What you should do
Quote the full passage below on machine-to-machine standards work, word for word.

At present, issues such as group-based MTC device management capabilities and communications between MTC devices are being studied under a new work item entitled System Improvements to Machine-Type Communications (SIMTC).

4.2 ETSI

4.2.1 TC M2M

In accordance with EU Mandates M/441 (on smart metering) and M/490 (on smart grids) issued by the European Commission, ETSI established ETSI TC M2M (Technical Committee M2M) in January 2009 to develop European standards covering M2M. TC M2M is currently studying use cases, service requirements, architecture, and interfaces at the M2M service layers considering the independence of end-to-end services from access technology. Study work on M2M use cases covers five M2M application areas: smart metering, eHealth, connected consumers, automotive, and city automation. One Technical Report (use cases for smart metering) has already been published as TR 102 691.

TC M2M initiated work on detailed technical issues in 2011, and Release 1 specifications were approved by February 2012. Technical Specifications covering M2M service requirements, architecture, and interfaces have already been published as TS 102 689, TS 102 690, and TS 102.921, respectively.

Dataset rows
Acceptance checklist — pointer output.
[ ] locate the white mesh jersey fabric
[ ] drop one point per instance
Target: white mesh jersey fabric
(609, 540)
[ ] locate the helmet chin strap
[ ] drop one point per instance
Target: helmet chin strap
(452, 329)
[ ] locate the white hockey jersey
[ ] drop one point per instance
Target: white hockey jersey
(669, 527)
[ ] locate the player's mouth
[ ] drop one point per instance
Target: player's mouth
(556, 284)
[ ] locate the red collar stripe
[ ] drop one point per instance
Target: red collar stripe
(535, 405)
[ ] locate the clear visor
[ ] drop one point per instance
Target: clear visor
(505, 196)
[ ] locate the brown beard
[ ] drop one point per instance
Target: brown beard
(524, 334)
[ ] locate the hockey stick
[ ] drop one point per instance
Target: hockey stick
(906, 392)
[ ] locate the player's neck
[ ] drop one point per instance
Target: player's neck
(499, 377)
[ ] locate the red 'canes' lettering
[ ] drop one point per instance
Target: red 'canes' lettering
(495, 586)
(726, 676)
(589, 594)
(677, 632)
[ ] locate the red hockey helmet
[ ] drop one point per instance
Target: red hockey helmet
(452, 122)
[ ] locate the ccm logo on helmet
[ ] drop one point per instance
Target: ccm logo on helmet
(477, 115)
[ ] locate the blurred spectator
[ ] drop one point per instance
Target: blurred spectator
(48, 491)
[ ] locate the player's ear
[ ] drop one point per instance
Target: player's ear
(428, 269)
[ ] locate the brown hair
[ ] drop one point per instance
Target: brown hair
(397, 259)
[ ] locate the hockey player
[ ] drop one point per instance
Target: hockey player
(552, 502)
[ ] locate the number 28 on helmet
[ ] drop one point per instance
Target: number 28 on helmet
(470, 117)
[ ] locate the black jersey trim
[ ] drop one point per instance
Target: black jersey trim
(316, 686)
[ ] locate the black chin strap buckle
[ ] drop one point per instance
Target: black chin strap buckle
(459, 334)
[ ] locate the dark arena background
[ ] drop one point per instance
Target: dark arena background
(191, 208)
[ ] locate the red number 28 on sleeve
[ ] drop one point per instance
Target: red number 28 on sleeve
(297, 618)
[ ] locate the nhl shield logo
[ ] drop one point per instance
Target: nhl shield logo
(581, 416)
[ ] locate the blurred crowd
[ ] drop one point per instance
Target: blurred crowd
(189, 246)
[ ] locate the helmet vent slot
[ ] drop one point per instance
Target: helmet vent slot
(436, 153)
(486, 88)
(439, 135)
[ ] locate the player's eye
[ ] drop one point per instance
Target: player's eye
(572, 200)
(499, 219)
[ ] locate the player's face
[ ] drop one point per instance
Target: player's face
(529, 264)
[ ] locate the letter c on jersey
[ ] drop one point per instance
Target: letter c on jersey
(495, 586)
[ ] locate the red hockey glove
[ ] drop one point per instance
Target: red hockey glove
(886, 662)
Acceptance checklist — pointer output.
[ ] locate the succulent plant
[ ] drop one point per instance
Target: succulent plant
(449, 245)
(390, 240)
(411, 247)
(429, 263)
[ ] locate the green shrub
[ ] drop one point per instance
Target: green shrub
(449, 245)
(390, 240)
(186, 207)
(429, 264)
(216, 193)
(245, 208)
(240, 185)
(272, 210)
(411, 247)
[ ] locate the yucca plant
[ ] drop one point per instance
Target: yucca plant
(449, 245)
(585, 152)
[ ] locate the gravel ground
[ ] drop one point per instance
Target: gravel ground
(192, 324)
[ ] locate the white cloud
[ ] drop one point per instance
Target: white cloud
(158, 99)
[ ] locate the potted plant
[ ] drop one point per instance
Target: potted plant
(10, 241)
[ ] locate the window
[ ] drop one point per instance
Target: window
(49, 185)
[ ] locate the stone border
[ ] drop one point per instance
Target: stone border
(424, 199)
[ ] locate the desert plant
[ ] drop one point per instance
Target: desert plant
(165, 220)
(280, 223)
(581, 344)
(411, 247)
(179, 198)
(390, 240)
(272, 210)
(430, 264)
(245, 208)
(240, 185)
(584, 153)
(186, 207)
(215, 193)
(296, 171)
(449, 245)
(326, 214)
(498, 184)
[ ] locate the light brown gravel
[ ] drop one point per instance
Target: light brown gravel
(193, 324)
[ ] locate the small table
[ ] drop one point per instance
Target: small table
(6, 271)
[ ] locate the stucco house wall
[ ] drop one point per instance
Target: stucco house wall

Result below
At present, issues such as group-based MTC device management capabilities and communications between MTC devices are being studied under a new work item entitled System Improvements to Machine-Type Communications (SIMTC).

4.2 ETSI

4.2.1 TC M2M

In accordance with EU Mandates M/441 (on smart metering) and M/490 (on smart grids) issued by the European Commission, ETSI established ETSI TC M2M (Technical Committee M2M) in January 2009 to develop European standards covering M2M. TC M2M is currently studying use cases, service requirements, architecture, and interfaces at the M2M service layers considering the independence of end-to-end services from access technology. Study work on M2M use cases covers five M2M application areas: smart metering, eHealth, connected consumers, automotive, and city automation. One Technical Report (use cases for smart metering) has already been published as TR 102 691.

TC M2M initiated work on detailed technical issues in 2011, and Release 1 specifications were approved by February 2012. Technical Specifications covering M2M service requirements, architecture, and interfaces have already been published as TS 102 689, TS 102 690, and TS 102.921, respectively.